-------- Dataset

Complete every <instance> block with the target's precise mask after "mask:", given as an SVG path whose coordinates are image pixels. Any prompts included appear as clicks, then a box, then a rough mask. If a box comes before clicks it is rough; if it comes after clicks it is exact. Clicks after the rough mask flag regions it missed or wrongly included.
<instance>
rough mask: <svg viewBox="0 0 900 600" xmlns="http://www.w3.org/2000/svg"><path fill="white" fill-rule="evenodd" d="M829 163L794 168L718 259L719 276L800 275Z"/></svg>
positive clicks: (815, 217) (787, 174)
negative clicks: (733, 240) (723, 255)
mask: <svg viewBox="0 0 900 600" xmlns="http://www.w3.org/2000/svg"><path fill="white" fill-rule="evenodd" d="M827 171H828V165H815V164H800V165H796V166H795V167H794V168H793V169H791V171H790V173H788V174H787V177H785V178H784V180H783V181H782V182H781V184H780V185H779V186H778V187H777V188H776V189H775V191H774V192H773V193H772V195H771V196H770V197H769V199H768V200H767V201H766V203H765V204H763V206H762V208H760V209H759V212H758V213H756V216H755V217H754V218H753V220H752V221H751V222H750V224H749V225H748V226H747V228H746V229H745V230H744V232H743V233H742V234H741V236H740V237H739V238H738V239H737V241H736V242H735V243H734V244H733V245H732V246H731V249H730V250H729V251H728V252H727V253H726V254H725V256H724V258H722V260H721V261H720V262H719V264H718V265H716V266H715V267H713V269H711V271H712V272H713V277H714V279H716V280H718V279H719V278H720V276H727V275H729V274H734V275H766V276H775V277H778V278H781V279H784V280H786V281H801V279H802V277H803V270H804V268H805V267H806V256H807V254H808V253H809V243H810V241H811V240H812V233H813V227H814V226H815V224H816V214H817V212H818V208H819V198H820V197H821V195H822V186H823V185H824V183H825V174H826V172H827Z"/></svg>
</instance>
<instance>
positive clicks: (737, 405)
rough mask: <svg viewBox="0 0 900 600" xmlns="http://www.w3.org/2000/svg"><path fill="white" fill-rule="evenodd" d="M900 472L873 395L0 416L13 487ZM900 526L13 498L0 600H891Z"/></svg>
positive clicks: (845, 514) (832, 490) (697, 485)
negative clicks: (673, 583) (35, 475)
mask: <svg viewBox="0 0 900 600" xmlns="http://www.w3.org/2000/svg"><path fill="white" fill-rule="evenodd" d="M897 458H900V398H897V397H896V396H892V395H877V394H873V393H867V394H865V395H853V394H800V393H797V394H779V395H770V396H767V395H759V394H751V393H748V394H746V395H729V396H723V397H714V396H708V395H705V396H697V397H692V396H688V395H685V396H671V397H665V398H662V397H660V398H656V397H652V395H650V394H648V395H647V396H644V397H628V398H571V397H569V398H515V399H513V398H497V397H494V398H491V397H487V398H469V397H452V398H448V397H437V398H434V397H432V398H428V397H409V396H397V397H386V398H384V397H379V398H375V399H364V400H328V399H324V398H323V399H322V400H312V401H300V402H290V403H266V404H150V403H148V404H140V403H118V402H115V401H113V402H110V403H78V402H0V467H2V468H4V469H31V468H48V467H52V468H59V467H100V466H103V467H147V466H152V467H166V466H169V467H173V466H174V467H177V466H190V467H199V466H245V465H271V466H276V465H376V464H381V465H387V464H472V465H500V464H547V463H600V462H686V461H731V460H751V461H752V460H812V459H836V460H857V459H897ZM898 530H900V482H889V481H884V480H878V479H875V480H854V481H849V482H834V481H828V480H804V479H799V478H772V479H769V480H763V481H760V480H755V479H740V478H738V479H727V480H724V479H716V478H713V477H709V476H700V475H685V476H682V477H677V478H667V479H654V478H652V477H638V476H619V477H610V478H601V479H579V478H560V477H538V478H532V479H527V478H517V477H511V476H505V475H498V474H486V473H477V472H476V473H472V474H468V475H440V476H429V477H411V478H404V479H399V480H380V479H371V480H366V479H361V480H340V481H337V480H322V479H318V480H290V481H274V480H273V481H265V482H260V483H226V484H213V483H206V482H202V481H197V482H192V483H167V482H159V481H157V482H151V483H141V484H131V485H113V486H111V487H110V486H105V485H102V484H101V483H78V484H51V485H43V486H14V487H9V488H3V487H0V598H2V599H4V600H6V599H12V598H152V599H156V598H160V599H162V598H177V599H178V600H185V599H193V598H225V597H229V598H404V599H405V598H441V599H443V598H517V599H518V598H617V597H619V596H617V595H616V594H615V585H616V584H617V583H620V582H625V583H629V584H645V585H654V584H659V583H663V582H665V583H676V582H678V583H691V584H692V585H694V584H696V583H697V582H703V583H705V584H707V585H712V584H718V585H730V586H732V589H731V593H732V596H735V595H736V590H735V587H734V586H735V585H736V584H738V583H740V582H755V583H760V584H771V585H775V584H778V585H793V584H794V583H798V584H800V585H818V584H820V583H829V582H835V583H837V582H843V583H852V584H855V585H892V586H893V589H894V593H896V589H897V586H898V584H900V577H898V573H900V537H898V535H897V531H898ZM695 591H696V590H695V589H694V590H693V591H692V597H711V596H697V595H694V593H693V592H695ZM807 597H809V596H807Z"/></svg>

----------------

Your output must be an exact copy of every entry.

▶ [Result for this exercise]
Complete every <instance> block with the target's precise mask after "mask:", given as an SVG path whose coordinates are image pixels. Any prompts included appear as clicks, then a box, then a rough mask. If a box comes before clicks it is rough; if it comes after clicks it is exact. Clicks after the rough mask flag regions it missed or wrongly included.
<instance>
rough mask: <svg viewBox="0 0 900 600" xmlns="http://www.w3.org/2000/svg"><path fill="white" fill-rule="evenodd" d="M829 163L794 168L718 259L719 276L800 275Z"/></svg>
positive clicks: (815, 217) (787, 174)
negative clicks: (733, 240) (723, 255)
mask: <svg viewBox="0 0 900 600" xmlns="http://www.w3.org/2000/svg"><path fill="white" fill-rule="evenodd" d="M827 171H828V165H815V164H800V165H796V166H795V167H794V168H793V169H791V171H790V173H788V174H787V177H785V178H784V180H783V181H782V182H781V184H780V185H779V186H778V187H777V188H776V189H775V191H774V192H773V193H772V195H771V196H770V197H769V199H768V200H767V201H766V203H765V204H763V206H762V208H760V209H759V212H758V213H756V216H755V217H754V218H753V220H752V221H751V222H750V224H749V225H748V226H747V228H746V229H745V230H744V232H743V233H742V234H741V236H740V237H739V238H738V239H737V241H736V242H735V243H734V244H733V245H732V246H731V249H730V250H729V251H728V252H727V253H726V254H725V256H724V258H722V260H721V261H720V262H719V264H718V265H716V266H715V267H713V269H711V271H712V272H713V277H714V279H716V280H718V279H719V278H720V276H727V275H729V274H734V275H766V276H775V277H778V278H781V279H784V280H786V281H801V279H802V277H803V270H804V268H805V267H806V256H807V254H808V253H809V243H810V241H811V240H812V233H813V227H814V226H815V224H816V214H817V212H818V208H819V198H820V197H821V195H822V186H823V185H824V183H825V174H826V172H827Z"/></svg>
</instance>
<instance>
positive clicks: (737, 405)
rough mask: <svg viewBox="0 0 900 600" xmlns="http://www.w3.org/2000/svg"><path fill="white" fill-rule="evenodd" d="M900 472L873 395L0 416L13 487ZM900 526L13 498L0 600H891Z"/></svg>
positive clicks: (845, 514) (832, 490) (697, 485)
negative clicks: (673, 583) (35, 475)
mask: <svg viewBox="0 0 900 600" xmlns="http://www.w3.org/2000/svg"><path fill="white" fill-rule="evenodd" d="M897 458H900V398H897V397H896V396H892V395H877V394H873V393H867V394H865V395H853V394H800V393H797V394H779V395H770V396H767V395H759V394H751V393H748V394H746V395H729V396H723V397H714V396H708V395H705V396H697V397H692V396H688V395H685V396H671V397H665V398H662V397H660V398H656V397H652V395H650V394H648V395H647V396H644V397H628V398H571V397H569V398H515V399H513V398H497V397H494V398H491V397H487V398H469V397H452V398H448V397H437V398H434V397H432V398H428V397H409V396H397V397H386V398H384V397H379V398H375V399H364V400H328V399H324V398H323V399H322V400H312V401H300V402H290V403H266V404H150V403H148V404H140V403H118V402H115V401H113V402H110V403H78V402H0V467H2V468H4V469H31V468H48V467H52V468H59V467H100V466H103V467H147V466H152V467H166V466H169V467H173V466H174V467H177V466H190V467H199V466H245V465H271V466H276V465H376V464H381V465H387V464H472V465H500V464H547V463H600V462H686V461H731V460H751V461H752V460H812V459H836V460H857V459H897ZM898 530H900V482H889V481H884V480H878V479H875V480H854V481H849V482H834V481H828V480H804V479H799V478H772V479H769V480H763V481H760V480H755V479H740V478H738V479H727V480H724V479H716V478H713V477H709V476H700V475H685V476H682V477H677V478H667V479H654V478H652V477H638V476H619V477H610V478H601V479H579V478H560V477H538V478H532V479H527V478H517V477H511V476H505V475H498V474H486V473H477V472H476V473H472V474H468V475H440V476H429V477H411V478H404V479H399V480H380V479H371V480H366V479H361V480H340V481H337V480H322V479H318V480H290V481H274V480H273V481H265V482H260V483H226V484H213V483H206V482H202V481H197V482H192V483H167V482H159V481H157V482H151V483H141V484H131V485H113V486H111V487H110V486H105V485H102V484H101V483H78V484H51V485H43V486H14V487H9V488H3V487H0V598H2V599H4V600H6V599H12V598H152V599H156V598H160V599H162V598H177V599H178V600H185V599H193V598H225V597H229V598H404V599H405V598H441V599H443V598H517V599H518V598H617V597H619V596H617V595H616V594H615V585H616V584H617V583H620V582H625V583H629V584H645V585H654V584H659V583H663V582H665V583H676V582H678V583H691V584H692V585H694V584H696V583H697V582H703V583H705V584H707V585H712V584H718V585H730V586H732V589H731V593H732V596H735V595H736V590H735V587H734V586H735V585H736V584H738V583H740V582H755V583H760V584H771V585H775V584H778V585H793V584H794V583H798V584H800V585H818V584H820V583H829V582H835V583H837V582H843V583H852V584H855V585H892V586H893V589H894V593H896V589H897V586H898V584H900V577H898V573H900V537H898V535H897V531H898ZM695 591H696V590H695V589H694V590H693V591H692V597H711V596H697V595H694V593H693V592H695ZM807 597H809V596H807Z"/></svg>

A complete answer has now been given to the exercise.